- _Text provided_
<<<<

2. Unconsolidated Shore – wetlands dominated by loose materials like cobble, gravel, sand, mud, organic soils, and dead weeds, with the vegetation as primarily pioneer plants. Can include beaches, bars, flats, salt flats, pans, salt pans, inland saline flats, alkali flats. Water level range if tidal spans irregularly exposed to irregularly flooded, and if non-tidal spans seasonally to intermittently or artificially flooded.
3. Moss-Lichen Wetlands – wetlands dominated by moss and lichens in saturated waters, with few trees, shrubs, and emergent waterplants. Can include bog, fen. Water level range includes only non-tidal: saturated.
4. Emergent Wetlands – wetlands dominated by standing, rooted, herbaceous waterplants, usually perennials, excluding mosses and lichens. Can include marsh, meadow, fen, praerie pothole, and slough. Water level range if tidal spans regularly to irregularly flooded, and if non-tidal spans permanently to intermittently flooded.
5. Scrub-Shrub Wetlands – wetlands dominated by woody vegetation like shrubs and young trees, particularly small or stunted ones. Can include shrub swamp, shrub carr, bog, pocosin. Water level range if tidal spans irregularly exposed to irregularly flooded, and if non-tidal spans permanently to intermittently flooded.
6. Forested Wetlands – wetlands dominated by an overstory of tall woody vegetation, with an understory of young trees or shrubs and a herbaceous layer. Can include mangroves, swamps, hammocks, heads, and bottoms. Water level range if tidal spans irregularly exposed to irregularly flooded, and if non-tidal spans permanently to intermittently flooded. Categories include broad-leaved deciduous, needle-leaved deciduous, broad-leaved evergreen, needle-leaved evergreen, dead.
Let’s unpack the details on all these. I’ll cover different types of bogs & fen, raised bogs, marshes & mudflats, swamps, and wetland depressions, adding my story archetype tags for each element.
PART 3: MIRES – BOGS & FEN

Mire / Quagmire – any wetland dominated by living, peat-forming plants (i.e. all bogs and fens, some marshes and swamps); AKA “peatland”.

>>>>

- _Goal a_
Update the wetland text from the words containing "2. Unconsolidated Shore" through "or artificially flooded.", swapping "cobble" for "pebbles".

- _Provided data_

<<<<

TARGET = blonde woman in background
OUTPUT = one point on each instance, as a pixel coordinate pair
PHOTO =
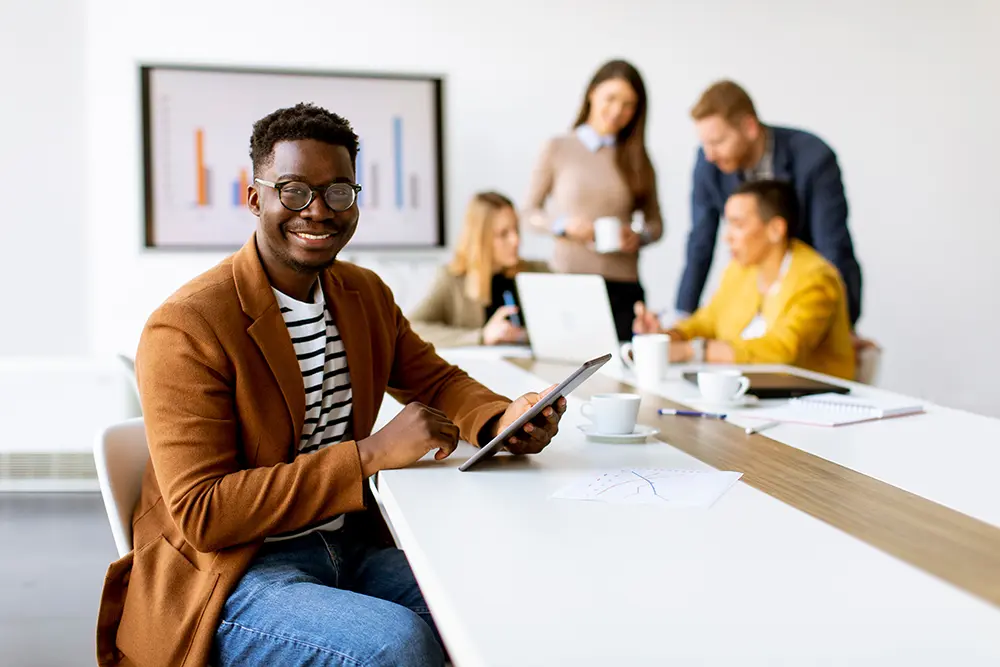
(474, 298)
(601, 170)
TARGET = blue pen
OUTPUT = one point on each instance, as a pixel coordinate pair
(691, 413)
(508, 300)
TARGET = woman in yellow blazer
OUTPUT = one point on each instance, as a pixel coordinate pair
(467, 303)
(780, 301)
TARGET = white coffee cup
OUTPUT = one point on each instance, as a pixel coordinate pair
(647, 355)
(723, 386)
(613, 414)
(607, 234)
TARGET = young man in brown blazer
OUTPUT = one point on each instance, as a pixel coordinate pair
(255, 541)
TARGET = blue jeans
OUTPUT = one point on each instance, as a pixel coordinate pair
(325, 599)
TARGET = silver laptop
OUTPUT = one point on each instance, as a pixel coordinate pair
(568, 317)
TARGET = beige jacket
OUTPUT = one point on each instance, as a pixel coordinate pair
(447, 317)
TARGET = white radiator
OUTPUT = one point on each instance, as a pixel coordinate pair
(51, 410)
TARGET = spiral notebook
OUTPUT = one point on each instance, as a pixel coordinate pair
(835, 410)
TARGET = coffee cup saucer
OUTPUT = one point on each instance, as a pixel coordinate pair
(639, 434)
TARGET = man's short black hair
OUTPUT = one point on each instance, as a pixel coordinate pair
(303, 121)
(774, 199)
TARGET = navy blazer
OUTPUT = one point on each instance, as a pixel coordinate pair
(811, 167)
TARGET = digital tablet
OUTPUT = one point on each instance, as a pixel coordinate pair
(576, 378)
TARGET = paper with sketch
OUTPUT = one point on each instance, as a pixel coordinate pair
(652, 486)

>>>>

- _Goal b_
Shift the entries from the line containing "TARGET = digital tablet" through the last entry, reproducing every line with 129 added to each number in the answer coordinates.

- _Full answer a_
2. Unconsolidated Shore – wetlands dominated by loose materials like pebbles, gravel, sand, mud, organic soils, and dead weeds, with the vegetation as primarily pioneer plants. Can include beaches, bars, flats, salt flats, pans, salt pans, inland saline flats, alkali flats. Water level range if tidal spans irregularly exposed to irregularly flooded, and if non-tidal spans seasonally to intermittently or artificially flooded.

- _Full answer b_
TARGET = digital tablet
OUTPUT = one point on each instance, as a pixel coordinate pair
(705, 507)
TARGET = paper with sketch
OUTPUT = one point on each instance, as a pixel coordinate pair
(781, 615)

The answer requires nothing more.